## Data

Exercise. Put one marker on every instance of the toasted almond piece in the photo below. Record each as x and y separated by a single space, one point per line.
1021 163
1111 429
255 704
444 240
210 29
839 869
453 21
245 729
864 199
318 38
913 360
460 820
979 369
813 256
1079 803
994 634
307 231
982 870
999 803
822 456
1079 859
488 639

## Required work
With nothing added or dropped, reproduce all the data exactly.

## Problem solution
Exercise. Put one marker on every instance of the toasted almond piece in the photo below. Record each as x and y separated by a single space, one point per line.
1021 163
1111 429
255 704
444 240
210 29
839 869
453 21
245 729
864 199
318 38
913 360
460 820
979 369
813 256
1079 803
994 634
307 231
982 870
999 803
822 456
1079 859
488 639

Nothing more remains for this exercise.